## [Task goal]
Please rewrite the lines in the entries below, from the line containing "Query: wheel well" through the line containing "[[164, 297, 189, 338]]", as a JSON list of strings, with one string per line and blank lines left out.

## [Excerpted data]
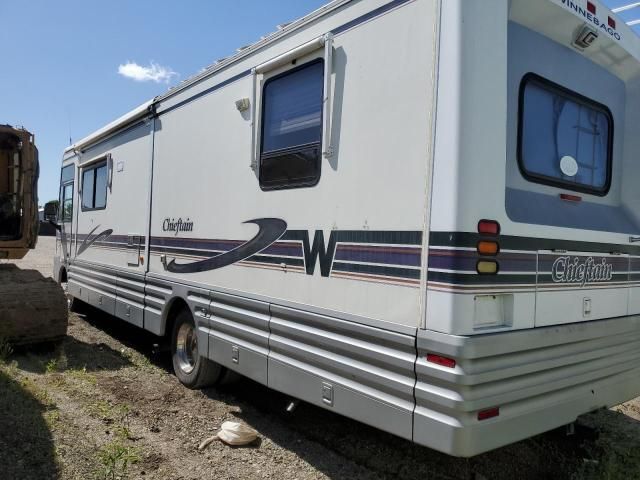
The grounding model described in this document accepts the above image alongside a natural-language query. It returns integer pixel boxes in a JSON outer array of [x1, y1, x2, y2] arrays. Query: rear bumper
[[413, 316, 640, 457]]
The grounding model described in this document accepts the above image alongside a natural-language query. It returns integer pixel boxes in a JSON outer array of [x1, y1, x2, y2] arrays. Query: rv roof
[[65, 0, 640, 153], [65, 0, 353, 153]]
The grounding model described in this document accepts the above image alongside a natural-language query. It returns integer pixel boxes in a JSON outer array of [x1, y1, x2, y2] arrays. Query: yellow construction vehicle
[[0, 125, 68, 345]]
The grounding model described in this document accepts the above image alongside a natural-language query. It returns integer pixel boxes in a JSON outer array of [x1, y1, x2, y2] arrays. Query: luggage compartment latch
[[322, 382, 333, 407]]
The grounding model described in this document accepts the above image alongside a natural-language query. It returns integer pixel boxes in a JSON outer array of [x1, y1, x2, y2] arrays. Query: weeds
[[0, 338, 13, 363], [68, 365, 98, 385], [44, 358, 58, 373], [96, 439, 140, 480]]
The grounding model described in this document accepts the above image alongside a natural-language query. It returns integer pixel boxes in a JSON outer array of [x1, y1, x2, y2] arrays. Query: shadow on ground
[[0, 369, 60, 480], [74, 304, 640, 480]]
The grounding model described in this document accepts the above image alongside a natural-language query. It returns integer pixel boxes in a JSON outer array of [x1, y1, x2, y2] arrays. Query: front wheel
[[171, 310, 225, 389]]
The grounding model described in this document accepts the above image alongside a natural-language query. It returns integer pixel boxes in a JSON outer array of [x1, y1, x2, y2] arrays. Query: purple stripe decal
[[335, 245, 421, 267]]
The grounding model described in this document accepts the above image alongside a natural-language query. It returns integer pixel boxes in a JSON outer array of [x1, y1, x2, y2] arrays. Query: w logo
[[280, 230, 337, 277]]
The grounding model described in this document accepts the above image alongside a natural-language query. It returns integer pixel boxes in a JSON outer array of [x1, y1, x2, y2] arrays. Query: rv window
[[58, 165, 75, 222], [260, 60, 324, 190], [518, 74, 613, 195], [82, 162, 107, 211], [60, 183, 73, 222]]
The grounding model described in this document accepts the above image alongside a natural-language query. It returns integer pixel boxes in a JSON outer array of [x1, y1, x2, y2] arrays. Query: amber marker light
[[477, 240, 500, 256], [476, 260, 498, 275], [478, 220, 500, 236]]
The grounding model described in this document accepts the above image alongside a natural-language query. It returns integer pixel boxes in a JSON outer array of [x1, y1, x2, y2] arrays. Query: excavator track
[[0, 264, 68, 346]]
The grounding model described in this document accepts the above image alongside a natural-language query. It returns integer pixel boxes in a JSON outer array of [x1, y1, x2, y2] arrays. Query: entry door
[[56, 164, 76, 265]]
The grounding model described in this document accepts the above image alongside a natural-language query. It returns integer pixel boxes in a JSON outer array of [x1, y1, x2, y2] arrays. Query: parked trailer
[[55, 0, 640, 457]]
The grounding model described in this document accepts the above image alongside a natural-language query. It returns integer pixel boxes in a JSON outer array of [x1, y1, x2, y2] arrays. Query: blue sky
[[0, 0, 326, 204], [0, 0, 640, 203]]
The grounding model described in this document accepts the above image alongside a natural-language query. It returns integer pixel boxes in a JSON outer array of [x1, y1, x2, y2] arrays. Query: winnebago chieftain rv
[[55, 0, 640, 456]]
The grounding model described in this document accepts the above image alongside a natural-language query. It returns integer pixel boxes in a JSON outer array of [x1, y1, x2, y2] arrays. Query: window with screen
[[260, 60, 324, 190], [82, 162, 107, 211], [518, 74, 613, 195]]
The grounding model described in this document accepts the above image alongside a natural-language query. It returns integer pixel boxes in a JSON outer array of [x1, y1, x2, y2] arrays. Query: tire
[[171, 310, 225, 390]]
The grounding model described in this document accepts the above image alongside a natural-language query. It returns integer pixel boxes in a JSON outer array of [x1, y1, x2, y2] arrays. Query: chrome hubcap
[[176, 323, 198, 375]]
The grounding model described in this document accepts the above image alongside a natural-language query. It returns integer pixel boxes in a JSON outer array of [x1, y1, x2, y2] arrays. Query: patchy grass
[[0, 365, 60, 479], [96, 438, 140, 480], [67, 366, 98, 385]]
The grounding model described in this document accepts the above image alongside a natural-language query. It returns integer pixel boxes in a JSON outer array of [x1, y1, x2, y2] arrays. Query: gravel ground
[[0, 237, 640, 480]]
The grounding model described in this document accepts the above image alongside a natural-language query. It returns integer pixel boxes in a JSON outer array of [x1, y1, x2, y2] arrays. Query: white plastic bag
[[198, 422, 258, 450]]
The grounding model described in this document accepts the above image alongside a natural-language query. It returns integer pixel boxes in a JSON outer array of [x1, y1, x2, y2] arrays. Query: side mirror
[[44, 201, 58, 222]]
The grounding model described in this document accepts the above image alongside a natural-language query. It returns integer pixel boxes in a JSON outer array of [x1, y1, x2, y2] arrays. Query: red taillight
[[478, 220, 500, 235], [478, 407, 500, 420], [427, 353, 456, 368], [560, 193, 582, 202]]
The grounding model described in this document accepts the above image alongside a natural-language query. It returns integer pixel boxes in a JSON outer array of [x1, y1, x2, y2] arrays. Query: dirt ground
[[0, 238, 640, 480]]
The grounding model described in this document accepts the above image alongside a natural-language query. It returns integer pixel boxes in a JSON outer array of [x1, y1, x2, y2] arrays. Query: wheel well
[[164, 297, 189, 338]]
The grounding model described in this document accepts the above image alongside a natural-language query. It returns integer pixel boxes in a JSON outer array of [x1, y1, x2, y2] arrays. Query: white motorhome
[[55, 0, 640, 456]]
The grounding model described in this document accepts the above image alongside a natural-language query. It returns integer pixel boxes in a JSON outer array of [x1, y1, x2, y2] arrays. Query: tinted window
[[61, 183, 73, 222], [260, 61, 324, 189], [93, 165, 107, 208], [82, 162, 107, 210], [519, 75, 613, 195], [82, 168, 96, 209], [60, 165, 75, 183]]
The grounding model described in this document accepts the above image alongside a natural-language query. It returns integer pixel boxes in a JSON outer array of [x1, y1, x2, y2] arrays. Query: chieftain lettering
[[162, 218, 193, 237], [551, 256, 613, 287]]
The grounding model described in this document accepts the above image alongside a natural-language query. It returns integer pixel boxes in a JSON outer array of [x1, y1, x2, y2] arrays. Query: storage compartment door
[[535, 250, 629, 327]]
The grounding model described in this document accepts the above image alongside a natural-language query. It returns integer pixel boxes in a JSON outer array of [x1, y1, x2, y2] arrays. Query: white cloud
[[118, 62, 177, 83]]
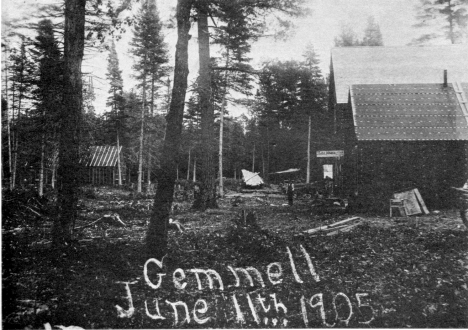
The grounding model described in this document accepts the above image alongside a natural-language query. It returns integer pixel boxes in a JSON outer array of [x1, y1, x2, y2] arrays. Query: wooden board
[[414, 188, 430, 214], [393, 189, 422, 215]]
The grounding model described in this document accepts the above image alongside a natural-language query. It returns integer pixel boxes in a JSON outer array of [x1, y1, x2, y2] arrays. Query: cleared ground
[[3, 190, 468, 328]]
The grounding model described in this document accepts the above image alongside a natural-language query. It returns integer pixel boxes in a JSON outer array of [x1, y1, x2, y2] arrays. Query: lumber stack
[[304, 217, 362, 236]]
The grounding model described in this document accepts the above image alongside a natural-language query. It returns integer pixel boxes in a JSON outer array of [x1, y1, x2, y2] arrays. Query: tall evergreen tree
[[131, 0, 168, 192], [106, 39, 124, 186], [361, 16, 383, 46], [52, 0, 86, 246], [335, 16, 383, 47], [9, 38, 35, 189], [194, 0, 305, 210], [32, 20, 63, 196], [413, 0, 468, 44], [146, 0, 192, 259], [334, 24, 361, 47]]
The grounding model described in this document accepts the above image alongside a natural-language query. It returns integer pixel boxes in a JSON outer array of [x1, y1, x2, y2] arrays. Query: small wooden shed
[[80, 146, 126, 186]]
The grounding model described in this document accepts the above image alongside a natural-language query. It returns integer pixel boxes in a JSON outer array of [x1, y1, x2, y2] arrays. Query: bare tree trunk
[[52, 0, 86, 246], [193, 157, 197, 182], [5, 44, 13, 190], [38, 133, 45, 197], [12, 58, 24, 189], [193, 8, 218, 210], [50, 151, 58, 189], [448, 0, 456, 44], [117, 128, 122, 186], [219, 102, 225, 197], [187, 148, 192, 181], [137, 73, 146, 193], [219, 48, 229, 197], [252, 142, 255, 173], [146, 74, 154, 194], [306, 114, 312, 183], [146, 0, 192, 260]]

==

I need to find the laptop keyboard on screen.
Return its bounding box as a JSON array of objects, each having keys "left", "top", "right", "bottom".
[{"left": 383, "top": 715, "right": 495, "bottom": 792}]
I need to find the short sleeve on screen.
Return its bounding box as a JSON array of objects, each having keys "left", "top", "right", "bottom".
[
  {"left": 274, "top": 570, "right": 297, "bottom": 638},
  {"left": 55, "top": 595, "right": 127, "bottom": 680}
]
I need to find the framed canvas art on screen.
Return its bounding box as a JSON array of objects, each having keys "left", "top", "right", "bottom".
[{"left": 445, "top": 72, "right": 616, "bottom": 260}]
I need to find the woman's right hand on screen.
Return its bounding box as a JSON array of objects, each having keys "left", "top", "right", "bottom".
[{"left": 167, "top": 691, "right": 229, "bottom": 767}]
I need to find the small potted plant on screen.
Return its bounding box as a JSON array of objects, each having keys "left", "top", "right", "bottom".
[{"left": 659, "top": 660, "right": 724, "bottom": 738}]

* * *

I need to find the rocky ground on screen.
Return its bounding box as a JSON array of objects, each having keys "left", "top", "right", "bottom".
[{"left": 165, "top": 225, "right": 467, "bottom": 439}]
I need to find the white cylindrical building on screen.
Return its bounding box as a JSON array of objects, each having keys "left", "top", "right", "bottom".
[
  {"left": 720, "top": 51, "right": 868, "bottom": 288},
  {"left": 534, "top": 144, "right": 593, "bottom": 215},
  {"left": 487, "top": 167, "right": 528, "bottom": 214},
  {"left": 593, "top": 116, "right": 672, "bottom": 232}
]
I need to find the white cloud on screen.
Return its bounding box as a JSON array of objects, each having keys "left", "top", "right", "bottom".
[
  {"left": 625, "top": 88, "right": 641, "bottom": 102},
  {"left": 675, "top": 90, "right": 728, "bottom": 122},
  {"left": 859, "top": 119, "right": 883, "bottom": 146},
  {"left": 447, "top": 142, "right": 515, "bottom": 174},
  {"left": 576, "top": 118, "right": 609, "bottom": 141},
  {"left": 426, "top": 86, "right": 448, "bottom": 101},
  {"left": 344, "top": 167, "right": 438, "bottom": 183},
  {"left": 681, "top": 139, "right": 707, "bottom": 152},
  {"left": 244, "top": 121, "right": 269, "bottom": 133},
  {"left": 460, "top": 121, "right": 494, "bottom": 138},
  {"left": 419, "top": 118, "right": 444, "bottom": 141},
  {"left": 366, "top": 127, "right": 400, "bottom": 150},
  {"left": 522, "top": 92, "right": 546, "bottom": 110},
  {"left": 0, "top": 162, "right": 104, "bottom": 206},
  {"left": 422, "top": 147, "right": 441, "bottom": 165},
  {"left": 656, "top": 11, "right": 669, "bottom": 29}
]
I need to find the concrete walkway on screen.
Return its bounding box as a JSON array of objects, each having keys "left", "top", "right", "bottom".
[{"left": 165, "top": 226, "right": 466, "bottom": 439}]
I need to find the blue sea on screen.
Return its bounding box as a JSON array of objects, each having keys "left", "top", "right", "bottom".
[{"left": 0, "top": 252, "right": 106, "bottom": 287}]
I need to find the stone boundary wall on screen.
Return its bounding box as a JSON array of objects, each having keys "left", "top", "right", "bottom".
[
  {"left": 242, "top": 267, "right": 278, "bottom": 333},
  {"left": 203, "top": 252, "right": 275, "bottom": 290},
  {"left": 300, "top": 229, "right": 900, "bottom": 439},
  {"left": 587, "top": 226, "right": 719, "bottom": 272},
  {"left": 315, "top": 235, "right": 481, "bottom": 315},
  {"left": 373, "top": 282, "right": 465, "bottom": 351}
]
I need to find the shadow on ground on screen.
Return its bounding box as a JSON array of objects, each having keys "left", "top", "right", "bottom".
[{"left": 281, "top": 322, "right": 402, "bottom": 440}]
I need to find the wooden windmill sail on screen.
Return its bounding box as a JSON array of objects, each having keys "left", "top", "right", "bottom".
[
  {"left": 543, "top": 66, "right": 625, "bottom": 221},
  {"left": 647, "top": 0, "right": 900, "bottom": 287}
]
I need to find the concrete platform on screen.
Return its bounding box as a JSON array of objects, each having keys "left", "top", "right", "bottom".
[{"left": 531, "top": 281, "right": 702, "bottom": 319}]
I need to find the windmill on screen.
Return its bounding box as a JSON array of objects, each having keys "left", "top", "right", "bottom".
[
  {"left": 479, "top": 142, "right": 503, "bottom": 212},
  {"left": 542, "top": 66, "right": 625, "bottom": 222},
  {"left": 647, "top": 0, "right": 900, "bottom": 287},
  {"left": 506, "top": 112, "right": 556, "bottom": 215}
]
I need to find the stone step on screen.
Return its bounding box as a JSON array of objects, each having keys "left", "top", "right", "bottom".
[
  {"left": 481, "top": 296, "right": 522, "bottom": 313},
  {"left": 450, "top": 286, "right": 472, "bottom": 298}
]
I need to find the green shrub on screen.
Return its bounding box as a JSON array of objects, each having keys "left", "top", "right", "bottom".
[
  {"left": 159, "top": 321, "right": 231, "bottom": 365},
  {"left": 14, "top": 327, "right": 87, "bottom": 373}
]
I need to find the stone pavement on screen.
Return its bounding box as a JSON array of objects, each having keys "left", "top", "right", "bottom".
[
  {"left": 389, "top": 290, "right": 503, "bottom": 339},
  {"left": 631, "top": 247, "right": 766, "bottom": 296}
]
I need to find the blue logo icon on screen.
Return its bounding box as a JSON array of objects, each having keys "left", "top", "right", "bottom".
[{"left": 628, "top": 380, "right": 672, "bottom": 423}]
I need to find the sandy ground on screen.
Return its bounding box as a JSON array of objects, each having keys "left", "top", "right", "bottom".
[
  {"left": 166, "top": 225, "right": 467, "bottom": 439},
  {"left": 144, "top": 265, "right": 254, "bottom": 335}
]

## [Response]
[
  "The grounding model described in this document accepts the above image alongside a natural-language query. It returns integer pixel boxes in a JSON outer array of [x1, y1, x2, y2] arrays. Query: wheel well",
  "[[164, 297, 189, 338]]"
]